Given exercise — Please print, character for character, everything in the data from the line containing "task: provide the outline of the white radiator" down to the line containing "[[[88,40],[256,46],[255,0],[88,0]]]", with both of those lines included. Leave the pictures out of your answer.

Exercise inputs —
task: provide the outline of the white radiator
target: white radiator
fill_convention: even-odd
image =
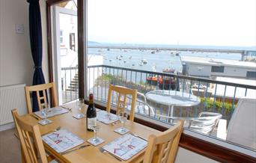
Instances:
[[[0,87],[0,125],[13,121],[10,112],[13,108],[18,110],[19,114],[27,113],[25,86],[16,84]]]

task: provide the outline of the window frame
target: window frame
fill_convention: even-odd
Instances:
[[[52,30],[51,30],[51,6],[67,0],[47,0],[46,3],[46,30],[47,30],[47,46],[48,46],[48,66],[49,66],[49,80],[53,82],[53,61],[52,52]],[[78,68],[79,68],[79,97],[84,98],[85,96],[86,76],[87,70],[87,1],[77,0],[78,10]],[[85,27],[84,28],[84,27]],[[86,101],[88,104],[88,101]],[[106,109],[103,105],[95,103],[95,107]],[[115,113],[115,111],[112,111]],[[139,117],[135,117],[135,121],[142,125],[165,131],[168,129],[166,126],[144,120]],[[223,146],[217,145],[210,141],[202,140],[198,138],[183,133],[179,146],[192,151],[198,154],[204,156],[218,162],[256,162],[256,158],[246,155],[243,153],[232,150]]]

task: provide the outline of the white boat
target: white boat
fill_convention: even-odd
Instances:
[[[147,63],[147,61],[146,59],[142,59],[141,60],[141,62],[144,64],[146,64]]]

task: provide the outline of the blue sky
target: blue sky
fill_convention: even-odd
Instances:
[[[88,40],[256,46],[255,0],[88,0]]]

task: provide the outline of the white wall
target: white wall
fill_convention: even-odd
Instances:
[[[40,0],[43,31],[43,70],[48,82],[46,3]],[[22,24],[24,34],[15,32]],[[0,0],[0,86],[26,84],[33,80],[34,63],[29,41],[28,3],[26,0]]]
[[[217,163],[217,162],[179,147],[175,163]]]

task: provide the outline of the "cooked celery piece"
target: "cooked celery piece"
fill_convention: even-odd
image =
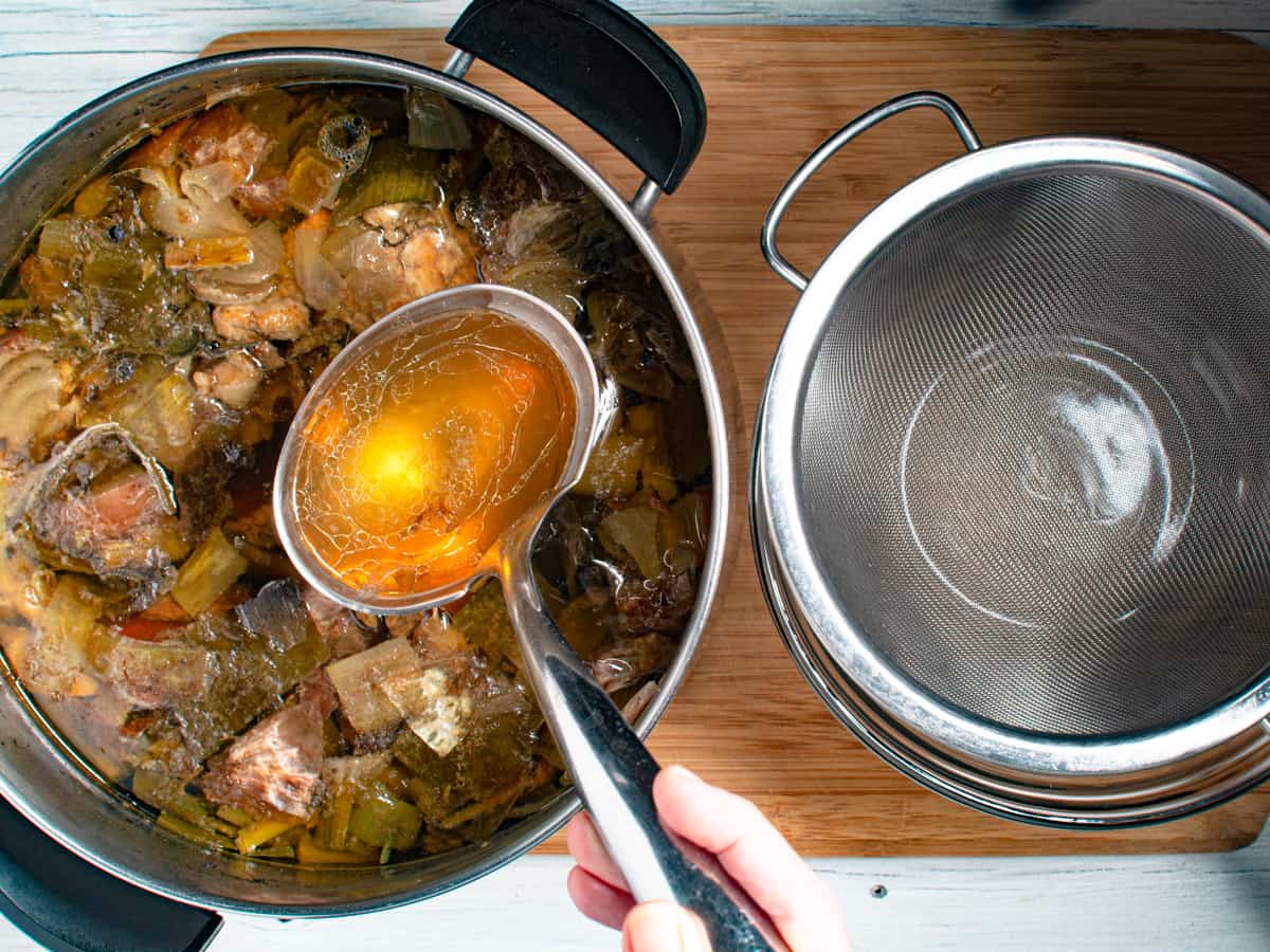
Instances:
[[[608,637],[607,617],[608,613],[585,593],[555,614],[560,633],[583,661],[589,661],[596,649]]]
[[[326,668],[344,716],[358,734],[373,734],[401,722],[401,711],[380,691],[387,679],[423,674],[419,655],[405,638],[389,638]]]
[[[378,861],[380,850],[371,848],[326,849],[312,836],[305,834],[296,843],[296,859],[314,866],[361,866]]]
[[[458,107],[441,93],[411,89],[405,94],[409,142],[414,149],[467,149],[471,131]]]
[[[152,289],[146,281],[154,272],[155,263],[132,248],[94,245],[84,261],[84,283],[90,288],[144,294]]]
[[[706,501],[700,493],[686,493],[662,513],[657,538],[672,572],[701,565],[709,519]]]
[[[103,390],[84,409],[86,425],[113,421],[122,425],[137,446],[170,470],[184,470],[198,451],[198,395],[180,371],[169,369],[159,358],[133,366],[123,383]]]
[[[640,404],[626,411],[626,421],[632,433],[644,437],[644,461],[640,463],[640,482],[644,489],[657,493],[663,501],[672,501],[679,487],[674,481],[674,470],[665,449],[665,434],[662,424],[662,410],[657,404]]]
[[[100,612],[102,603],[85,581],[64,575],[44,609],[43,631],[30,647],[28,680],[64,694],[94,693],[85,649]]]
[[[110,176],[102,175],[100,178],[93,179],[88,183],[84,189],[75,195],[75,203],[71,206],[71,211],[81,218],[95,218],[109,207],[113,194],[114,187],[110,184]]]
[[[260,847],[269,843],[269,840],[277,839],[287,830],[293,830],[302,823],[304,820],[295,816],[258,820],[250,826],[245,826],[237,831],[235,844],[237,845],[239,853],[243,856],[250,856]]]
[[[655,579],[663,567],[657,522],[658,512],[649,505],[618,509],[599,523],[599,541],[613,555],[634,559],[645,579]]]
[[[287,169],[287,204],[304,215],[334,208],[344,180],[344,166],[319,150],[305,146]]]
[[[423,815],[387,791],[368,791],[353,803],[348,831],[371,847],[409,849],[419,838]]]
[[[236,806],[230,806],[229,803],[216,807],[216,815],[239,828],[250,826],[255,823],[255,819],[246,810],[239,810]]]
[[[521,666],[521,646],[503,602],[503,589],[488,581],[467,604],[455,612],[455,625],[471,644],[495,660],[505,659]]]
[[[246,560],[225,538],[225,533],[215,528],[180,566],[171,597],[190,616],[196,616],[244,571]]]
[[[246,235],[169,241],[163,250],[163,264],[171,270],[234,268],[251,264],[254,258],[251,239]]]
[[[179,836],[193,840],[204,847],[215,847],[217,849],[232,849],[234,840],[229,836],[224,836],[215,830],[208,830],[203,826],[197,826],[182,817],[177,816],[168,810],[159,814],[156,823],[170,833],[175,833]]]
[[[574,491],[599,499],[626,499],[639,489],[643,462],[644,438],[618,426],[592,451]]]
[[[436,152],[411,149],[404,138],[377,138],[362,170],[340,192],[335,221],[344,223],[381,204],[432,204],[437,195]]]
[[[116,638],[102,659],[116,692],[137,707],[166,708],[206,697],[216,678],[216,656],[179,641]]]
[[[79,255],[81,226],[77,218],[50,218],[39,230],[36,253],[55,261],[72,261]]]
...
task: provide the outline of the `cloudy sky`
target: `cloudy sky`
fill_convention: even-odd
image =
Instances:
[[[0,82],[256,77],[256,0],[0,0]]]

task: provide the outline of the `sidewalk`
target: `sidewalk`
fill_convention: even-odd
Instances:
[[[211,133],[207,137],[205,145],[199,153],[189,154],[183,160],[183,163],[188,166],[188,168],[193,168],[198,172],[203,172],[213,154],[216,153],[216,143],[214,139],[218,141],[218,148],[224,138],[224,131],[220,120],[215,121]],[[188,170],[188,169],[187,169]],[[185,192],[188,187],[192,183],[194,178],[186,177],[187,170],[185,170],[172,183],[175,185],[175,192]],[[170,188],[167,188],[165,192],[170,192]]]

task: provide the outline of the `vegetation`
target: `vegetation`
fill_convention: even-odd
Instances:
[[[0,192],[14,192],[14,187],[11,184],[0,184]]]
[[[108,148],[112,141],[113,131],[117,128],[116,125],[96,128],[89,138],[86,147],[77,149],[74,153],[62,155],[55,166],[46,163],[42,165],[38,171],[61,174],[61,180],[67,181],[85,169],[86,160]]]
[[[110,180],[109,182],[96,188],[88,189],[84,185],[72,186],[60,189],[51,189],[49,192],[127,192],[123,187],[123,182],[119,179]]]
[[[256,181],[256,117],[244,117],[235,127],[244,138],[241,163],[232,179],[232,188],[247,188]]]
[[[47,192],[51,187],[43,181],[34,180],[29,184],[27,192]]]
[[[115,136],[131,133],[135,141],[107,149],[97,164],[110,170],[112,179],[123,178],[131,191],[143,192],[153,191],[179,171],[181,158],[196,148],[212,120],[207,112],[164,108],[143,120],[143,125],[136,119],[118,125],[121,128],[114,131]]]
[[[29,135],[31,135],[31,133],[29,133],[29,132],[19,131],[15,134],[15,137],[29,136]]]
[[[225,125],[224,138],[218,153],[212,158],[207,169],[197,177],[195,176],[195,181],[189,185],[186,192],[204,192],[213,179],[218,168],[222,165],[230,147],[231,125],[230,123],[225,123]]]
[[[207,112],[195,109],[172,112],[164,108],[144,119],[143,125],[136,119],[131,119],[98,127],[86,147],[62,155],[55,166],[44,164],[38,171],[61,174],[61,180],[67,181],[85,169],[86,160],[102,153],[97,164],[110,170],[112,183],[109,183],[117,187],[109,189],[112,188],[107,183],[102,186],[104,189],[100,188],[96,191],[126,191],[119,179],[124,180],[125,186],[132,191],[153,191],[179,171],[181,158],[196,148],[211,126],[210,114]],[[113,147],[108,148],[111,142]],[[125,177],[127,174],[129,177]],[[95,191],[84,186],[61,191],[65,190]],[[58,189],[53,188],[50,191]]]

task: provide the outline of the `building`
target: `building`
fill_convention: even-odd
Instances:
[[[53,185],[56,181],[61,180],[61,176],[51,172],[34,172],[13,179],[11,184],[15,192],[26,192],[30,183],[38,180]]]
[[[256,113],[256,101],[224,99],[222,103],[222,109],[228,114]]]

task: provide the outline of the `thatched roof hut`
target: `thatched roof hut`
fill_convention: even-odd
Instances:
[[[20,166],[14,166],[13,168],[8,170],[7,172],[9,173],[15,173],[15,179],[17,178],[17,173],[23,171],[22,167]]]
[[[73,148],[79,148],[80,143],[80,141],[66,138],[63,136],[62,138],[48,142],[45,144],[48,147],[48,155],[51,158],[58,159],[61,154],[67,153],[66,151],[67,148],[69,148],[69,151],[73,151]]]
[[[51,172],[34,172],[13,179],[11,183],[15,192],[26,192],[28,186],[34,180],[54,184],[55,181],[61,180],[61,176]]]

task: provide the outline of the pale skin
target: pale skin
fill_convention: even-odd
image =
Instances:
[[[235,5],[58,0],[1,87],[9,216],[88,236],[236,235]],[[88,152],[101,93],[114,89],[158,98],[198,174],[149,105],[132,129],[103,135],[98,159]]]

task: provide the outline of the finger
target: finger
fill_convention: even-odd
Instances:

Correct answer —
task: provide the outline of the white radiator
target: white radiator
fill_convention: even-odd
image =
Instances:
[[[0,87],[0,125],[13,121],[10,112],[13,108],[18,110],[19,114],[27,113],[25,86],[16,84]]]

task: provide the outline of the window frame
target: window frame
fill_convention: even-odd
Instances:
[[[52,30],[51,30],[51,6],[67,0],[47,0],[46,3],[46,30],[47,30],[47,46],[48,46],[48,66],[49,66],[49,80],[53,82],[53,61],[52,52]],[[78,68],[79,68],[79,97],[84,98],[85,96],[86,76],[87,70],[87,1],[77,0],[78,10]],[[85,27],[84,28],[84,27]],[[86,101],[88,104],[88,101]],[[106,109],[103,105],[95,103],[95,107]],[[115,113],[115,111],[112,111]],[[139,117],[135,117],[135,121],[142,125],[165,131],[168,129],[166,126],[144,120]],[[223,146],[217,145],[210,141],[202,140],[198,138],[183,133],[179,146],[192,151],[198,154],[204,156],[218,162],[256,162],[256,158],[246,155],[243,153],[232,150]]]

task: provide the outline of the white boat
target: white boat
fill_convention: even-odd
Instances:
[[[147,63],[147,61],[146,59],[142,59],[141,60],[141,62],[144,64],[146,64]]]

task: provide the outline of the blue sky
target: blue sky
fill_convention: even-odd
Instances:
[[[88,40],[256,46],[255,0],[88,0]]]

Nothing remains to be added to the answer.